■ **Exercises to complete**
(a) From the Yoni Friedman profile, list the fields that the Rutgers University Center for Cognitive Science draws its professors from.
(b) Using the Yoni Friedman profile, answer these, one a line:
(i) Which town is Friedman a native of?
(ii) In what year did the center begin offering an undergraduate major?
(iii) Which class year did Friedman graduate in?
(c) Please carry the Yoni Friedman profile forward, picking up right after its final sentence.

“I just didn’t know there was a name for it” —Yoni Friedman
Yoni Friedman was intrigued by the human mind.
The Teaneck, New Jersey native grew up reading science fiction and gravitating toward topics like artificial intelligence and neuroscience.
“I was fascinated with the idea of consciousness,” says Friedman, who graduated from the Rutgers University School of Arts and Sciences in the Class of 2020. “I’d look at pictures of the brain and think: how do you go from this mass of fat and chemicals to the ability of people to have these very different but equally rich experiences of the world?”
So, in his first year at Rutgers University–New Brunswick, he enrolled in an array of what seemed like unrelated courses in psychology, philosophy, and computer science. Then he learned there was actually a new major being offered by the School of Arts and Sciences that encompassed all of those fields and more.
That major is cognitive science, a field dedicated to the study of the mind.
The Rutgers University Center for Cognitive Science (RuCCS,) launched in the late 1980s by a handful of scholars, including the seminal philosopher Jerry Fodor, draws professors from linguistics, philosophy, psychiatry, economics, biomedical engineering, and neuroscience. Growing in size and stature, the center began offering an undergraduate major in 2018.
“This was exactly what I wanted—I just didn’t know there was a name for it,” Friedman said.
The eclectic approach appealed to him straight away. One of his favorite classes, Advanced Topics in Cognitive Science, featured different professors teaching on topics ranging from moral psychology to the ways that second language acquisition boosts cognition to building computational models that seek to simulate conditions such as schizophrenia.
“You got this amazing tour of cognitive science from the people right here at Rutgers who are the pioneers in the field,” he said.

Point-per-instance localization data:
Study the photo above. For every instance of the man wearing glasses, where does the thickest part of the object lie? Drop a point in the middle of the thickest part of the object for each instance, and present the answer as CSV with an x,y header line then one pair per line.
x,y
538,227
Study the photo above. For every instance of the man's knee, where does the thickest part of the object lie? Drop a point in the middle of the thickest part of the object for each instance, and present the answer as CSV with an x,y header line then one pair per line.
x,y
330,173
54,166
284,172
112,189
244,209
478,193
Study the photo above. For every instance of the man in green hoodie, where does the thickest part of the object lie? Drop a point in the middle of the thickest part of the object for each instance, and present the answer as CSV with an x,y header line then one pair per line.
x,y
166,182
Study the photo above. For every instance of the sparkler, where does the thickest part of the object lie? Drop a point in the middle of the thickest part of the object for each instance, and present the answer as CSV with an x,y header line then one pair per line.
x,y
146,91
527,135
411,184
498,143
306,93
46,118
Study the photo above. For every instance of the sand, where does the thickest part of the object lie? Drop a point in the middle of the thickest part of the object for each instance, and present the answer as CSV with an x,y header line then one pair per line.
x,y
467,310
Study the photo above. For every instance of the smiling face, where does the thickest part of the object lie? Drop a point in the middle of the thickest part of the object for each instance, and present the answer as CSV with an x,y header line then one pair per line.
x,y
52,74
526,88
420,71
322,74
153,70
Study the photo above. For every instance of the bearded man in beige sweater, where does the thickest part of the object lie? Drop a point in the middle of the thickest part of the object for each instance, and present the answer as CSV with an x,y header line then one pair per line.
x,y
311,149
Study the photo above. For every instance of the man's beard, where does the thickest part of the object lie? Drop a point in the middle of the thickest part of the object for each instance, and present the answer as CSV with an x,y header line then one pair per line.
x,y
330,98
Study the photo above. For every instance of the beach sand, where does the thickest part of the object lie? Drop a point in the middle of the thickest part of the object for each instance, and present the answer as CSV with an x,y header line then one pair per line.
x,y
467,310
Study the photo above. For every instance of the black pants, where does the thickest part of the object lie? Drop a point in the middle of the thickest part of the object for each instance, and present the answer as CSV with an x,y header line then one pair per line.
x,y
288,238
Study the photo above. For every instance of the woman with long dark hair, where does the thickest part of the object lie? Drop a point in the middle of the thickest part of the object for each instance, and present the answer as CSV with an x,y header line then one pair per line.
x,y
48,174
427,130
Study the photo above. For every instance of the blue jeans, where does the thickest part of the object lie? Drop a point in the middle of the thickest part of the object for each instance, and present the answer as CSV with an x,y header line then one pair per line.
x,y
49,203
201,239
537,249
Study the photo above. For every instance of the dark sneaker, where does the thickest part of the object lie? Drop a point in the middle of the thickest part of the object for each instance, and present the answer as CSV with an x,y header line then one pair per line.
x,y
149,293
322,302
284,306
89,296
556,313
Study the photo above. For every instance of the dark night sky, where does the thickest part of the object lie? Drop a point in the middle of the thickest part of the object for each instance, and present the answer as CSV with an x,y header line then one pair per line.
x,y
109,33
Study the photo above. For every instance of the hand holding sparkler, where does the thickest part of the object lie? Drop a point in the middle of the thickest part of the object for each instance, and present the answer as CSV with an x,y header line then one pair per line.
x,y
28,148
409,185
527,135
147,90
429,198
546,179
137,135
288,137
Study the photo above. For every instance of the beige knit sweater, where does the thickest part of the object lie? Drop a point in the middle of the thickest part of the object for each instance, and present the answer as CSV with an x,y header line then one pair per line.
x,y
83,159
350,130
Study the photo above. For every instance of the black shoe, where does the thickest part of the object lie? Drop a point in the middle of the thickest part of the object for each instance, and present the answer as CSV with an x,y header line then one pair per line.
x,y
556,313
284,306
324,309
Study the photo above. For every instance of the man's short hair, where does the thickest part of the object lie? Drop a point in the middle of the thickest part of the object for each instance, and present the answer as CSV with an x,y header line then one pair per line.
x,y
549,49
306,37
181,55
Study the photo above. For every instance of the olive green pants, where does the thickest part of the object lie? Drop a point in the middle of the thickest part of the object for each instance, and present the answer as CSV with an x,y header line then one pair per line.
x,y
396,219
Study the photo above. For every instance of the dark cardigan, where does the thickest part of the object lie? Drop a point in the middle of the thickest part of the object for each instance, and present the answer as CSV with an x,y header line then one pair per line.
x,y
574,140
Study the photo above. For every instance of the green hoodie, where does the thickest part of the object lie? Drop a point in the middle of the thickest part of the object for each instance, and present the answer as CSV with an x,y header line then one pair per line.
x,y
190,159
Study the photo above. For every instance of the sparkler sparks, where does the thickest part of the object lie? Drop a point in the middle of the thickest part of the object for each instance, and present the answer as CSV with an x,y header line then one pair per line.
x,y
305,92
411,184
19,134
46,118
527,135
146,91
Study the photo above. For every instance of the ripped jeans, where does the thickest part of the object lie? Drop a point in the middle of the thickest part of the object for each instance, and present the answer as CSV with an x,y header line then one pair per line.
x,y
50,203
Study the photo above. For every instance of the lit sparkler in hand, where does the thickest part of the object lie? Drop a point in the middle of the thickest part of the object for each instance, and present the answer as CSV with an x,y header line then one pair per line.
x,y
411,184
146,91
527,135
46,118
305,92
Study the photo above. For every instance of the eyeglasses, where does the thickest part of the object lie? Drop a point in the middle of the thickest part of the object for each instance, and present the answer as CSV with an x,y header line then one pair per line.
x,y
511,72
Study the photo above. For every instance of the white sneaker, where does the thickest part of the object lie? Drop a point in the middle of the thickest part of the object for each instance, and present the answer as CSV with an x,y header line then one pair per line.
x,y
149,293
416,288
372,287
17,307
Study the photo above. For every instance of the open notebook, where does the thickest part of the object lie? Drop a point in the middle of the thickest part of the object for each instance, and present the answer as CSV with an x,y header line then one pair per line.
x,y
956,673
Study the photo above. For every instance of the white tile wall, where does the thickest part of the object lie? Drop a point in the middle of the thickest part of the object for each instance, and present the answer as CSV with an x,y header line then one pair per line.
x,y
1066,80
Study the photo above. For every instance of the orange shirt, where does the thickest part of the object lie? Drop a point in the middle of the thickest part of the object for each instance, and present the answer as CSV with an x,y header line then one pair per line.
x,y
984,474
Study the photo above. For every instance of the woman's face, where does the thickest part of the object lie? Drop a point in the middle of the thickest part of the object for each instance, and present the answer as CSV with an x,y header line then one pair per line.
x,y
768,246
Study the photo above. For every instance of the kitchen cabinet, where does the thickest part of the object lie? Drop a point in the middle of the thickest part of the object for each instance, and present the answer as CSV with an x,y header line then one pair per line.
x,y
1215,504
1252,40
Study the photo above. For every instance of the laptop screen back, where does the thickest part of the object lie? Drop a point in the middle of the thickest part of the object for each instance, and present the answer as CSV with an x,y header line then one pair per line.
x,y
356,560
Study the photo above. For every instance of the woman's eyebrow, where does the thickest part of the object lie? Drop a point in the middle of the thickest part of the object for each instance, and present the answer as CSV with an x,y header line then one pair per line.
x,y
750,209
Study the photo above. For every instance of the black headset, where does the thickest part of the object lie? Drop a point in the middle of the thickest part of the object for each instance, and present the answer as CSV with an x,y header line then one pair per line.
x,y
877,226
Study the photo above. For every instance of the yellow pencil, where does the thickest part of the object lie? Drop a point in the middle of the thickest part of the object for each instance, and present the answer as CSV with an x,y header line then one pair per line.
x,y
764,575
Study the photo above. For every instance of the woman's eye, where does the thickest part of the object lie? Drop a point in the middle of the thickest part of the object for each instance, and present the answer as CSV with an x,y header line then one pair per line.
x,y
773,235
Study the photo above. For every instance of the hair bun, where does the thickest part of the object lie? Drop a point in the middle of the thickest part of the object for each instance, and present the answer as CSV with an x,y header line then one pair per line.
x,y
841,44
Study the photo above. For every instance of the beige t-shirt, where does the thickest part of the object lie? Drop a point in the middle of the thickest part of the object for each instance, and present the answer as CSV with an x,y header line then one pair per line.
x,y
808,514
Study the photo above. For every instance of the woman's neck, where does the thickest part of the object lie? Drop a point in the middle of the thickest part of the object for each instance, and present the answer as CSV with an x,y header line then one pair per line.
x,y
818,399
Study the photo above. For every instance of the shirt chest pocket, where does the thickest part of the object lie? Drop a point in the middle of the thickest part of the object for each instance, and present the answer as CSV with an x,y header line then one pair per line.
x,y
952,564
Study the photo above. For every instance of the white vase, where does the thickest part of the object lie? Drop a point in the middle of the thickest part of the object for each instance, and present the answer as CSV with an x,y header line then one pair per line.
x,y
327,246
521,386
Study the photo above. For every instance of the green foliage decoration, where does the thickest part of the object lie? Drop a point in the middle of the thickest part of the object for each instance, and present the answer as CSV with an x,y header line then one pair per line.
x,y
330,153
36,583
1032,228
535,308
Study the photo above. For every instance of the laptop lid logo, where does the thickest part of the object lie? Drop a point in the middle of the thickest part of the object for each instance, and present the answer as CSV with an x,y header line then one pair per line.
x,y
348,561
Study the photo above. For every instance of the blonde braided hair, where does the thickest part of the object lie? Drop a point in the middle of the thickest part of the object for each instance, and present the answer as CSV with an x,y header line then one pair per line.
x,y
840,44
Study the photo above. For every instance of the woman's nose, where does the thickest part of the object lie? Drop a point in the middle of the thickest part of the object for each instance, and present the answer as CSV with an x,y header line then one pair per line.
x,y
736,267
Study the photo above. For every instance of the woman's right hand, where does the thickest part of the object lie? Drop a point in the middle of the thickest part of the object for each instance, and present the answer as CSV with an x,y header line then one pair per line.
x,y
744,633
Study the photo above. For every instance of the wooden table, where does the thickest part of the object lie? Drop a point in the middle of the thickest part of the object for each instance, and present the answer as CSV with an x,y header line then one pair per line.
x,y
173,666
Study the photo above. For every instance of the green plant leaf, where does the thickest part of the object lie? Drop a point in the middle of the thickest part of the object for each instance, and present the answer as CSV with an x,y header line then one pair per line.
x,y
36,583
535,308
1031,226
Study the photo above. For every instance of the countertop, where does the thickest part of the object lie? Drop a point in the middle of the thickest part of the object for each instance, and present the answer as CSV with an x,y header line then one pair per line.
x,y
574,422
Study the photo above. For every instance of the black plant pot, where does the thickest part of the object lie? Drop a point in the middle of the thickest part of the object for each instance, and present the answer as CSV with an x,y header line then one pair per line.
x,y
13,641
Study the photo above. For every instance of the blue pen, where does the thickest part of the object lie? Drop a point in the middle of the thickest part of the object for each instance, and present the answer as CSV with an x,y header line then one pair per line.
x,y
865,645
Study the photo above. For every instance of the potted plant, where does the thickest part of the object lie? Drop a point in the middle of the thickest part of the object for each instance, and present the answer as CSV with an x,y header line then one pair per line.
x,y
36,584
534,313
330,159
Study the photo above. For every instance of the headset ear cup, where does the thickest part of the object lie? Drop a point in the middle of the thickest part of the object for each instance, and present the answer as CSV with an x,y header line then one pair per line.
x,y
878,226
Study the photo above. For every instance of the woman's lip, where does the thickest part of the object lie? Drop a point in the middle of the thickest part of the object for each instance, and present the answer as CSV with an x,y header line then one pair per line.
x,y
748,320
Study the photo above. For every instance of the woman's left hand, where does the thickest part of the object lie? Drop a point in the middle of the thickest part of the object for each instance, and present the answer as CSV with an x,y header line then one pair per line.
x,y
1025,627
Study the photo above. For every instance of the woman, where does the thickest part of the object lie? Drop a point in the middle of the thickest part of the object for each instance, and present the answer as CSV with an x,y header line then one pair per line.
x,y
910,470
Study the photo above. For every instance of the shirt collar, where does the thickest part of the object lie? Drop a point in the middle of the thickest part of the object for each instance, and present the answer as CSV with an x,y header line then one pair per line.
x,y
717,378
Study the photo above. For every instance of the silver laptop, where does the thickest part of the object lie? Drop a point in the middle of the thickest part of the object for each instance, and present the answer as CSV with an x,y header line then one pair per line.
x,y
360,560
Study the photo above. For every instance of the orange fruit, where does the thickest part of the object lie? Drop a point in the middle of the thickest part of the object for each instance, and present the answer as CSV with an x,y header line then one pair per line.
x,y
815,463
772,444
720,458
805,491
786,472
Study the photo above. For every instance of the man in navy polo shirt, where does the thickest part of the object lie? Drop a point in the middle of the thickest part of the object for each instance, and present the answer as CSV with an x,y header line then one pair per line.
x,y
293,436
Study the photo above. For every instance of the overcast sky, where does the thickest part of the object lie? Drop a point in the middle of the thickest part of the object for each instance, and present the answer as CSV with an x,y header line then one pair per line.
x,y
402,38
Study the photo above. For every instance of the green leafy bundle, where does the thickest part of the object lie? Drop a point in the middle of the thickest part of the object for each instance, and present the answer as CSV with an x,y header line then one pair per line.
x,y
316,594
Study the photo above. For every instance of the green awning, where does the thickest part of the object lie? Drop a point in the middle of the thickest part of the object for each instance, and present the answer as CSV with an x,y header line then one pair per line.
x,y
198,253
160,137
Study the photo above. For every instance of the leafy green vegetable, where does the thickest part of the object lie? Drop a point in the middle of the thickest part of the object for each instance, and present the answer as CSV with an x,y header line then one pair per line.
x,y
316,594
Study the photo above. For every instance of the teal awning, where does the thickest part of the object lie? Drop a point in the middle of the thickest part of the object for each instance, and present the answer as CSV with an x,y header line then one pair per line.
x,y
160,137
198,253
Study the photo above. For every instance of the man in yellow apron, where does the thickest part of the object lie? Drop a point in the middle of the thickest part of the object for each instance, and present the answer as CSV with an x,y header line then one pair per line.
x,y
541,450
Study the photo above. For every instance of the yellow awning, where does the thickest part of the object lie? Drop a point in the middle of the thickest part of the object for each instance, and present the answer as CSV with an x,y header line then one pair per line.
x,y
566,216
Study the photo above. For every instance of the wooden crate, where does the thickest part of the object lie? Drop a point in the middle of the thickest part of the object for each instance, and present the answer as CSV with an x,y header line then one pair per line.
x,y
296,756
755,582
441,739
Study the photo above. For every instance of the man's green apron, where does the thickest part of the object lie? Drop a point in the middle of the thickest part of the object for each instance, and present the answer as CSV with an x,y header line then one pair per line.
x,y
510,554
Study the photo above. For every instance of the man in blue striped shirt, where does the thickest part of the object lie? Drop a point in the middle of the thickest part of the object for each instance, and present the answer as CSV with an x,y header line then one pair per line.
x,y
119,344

■ **Answers to each task**
(a) Linguistics, philosophy, psychiatry, economics, biomedical engineering, and neuroscience.

(b)
(i) Teaneck, New Jersey.
(ii) 2018.
(iii) The Class of 2020.

(c)
Meanwhile, Friedman built an undergraduate life that reflected the spirit of collaboration and collegiality he found in cognitive science. By his own account, he entered Rutgers as “a very introspective person from an introspective family.” He soon found himself taking leadership roles and using that platform to build relationships and foster connections across undergraduate communities at Rutgers.
Serving as president of the Cognitive Science Club, he expanded its ranks, recruiting students from the other disciplines within the field and coming up with novel ideas for events. The club once brought in a scholar from London —Egzona Morina—who had started an initiative to teach neuroscience to elementary school students in Kosovo. “That was my favorite event,” he said.
Friedman also worked to find common ground with groups that had seemingly little connection to cognitive science. The club, for example, once partnered with the Rutgers Real Estate Club on an event that featured a speaker from Sidewalk Labs, an organization that seeks innovative ways to improve urban neighborhoods. He had also planned a joint program with the Rutgers Comedy Club, which was later canceled due to the COVID-19 pandemic. Of that event, he said: “There’s a lot of funny and artistic-minded students involved in cognitive science.”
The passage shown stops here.